Set task 1.
In the article on the Great Barrier Reef, in what year was the reef listed as a World Heritage site?

Australia must embrace bold climate policies in response to Great Barrier Reef threat, say experts

Australia needs to respond to a United Nations warning on the threat to its iconic Great Barrier Reef with bolder climate policies that cut planet-heating emissions further and create a greener economy, environmentalists and researchers have said.

The world's most extensive and spectacular coral reef ecosystem – off Australia s north-eastern coast – should be added to a list of World Heritage sites that are "in danger", a UN panel said this week, drawing an angry response from Australia.

The final decision is expected to be made by the World Heritage Committee next month.

"I hope the most important outcome of the recommendation is that it triggers much more positive and vigorous action from the Australian government in reducing our own greenhouse gas emissions, rapidly and deeply," said Will Steffen, a climate scientist and professor at the Australian National University.

Fish swimming through the coral on Australia's Great Barrier Reef. Picture: William West/AFP via Getty Images

He told the Thomson Reuters Foundation: "The pressure on them is increasing and hopefully it will strengthen to the point that they have to take meaningful action on climate change.”

The reef, which was listed as a World Heritage site in 1981 by the United Nations Educational, Scientific and Cultural Organization (UNESCO), has lost more than half its coral in the past 30 years.

It came close to being placed on the UN "in danger" list in 2015, but that was averted due to high-profile lobbying by the Australian government, which fears that losing its heritage status would lead to fewer tourists visiting the attraction.

Since then, coral-bleaching events in 2016, 2017 and 2020 – caused by severe marine heatwaves – have further damaged its health and affected its animal, bird and marine populations, according to the International Union for Conservation of Nature.

Material for the task.
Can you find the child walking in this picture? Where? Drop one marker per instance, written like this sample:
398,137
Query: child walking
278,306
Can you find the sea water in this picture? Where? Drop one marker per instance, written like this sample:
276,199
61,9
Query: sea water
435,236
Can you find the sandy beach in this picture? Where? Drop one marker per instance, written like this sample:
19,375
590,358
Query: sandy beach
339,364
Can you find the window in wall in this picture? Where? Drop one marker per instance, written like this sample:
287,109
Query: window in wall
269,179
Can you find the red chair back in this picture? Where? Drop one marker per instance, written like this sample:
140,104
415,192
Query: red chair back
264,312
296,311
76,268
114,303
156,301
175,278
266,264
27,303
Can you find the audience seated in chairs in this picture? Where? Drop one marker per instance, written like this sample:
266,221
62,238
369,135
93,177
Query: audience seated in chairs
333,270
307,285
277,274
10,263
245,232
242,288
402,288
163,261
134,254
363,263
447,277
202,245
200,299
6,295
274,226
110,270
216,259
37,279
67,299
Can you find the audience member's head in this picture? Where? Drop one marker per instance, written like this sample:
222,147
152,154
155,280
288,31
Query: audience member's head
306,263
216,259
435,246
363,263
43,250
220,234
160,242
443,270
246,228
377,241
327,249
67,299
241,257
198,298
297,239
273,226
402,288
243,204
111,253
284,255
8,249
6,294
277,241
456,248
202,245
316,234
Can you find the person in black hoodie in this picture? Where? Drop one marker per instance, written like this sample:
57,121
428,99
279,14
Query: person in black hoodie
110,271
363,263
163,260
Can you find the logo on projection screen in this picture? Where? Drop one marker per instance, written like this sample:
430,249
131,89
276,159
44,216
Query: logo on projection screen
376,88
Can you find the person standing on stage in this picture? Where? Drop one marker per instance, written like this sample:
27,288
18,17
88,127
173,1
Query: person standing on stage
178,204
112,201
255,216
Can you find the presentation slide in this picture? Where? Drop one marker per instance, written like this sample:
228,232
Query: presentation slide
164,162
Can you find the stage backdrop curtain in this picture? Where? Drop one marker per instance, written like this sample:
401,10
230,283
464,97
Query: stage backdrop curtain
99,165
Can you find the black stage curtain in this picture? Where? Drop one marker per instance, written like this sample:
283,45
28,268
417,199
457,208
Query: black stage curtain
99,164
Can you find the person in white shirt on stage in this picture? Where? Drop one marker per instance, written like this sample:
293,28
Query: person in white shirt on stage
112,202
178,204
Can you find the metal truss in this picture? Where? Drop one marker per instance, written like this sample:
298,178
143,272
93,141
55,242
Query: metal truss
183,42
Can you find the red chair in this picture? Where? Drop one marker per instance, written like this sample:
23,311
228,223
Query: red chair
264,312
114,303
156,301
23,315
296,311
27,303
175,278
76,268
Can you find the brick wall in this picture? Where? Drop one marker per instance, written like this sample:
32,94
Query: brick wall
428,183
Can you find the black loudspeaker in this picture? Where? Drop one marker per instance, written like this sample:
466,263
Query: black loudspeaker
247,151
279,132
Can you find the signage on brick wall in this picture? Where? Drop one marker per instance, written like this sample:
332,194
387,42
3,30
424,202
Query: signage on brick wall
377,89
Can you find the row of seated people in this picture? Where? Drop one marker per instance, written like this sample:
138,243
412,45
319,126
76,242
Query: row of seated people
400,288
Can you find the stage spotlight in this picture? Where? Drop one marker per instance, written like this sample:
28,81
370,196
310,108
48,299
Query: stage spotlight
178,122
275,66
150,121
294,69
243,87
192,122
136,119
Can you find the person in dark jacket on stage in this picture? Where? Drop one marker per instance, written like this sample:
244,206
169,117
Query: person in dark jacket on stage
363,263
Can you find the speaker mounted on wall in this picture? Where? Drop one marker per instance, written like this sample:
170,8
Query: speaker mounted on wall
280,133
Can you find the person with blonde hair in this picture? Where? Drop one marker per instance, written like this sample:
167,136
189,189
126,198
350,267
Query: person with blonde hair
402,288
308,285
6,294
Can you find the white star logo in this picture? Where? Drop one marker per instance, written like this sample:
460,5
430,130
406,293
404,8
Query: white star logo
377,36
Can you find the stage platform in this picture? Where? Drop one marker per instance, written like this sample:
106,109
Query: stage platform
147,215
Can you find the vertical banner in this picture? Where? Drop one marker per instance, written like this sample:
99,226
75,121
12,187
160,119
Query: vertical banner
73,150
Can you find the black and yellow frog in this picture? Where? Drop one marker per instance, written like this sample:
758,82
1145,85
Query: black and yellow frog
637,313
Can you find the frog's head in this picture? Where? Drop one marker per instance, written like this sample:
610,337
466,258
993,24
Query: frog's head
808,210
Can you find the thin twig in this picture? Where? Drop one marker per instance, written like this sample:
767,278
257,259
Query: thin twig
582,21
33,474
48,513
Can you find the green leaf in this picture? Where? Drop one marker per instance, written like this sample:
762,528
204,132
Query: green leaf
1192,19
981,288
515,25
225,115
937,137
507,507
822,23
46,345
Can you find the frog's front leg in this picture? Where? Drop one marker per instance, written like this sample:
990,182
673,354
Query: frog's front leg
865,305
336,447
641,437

Set task 2.
Lay out as a numbered list everything in the rows from the line containing "Can you find the frog's front" down to the last row, leaving out blank lines.

Complete output 1.
1981

Complete output 2.
1. Can you find the frog's front leg in this picture? Where? Drop one marker per instance, written like this sample:
2. 990,182
3. 673,354
4. Query: frog's front leg
5. 865,305
6. 336,447
7. 641,437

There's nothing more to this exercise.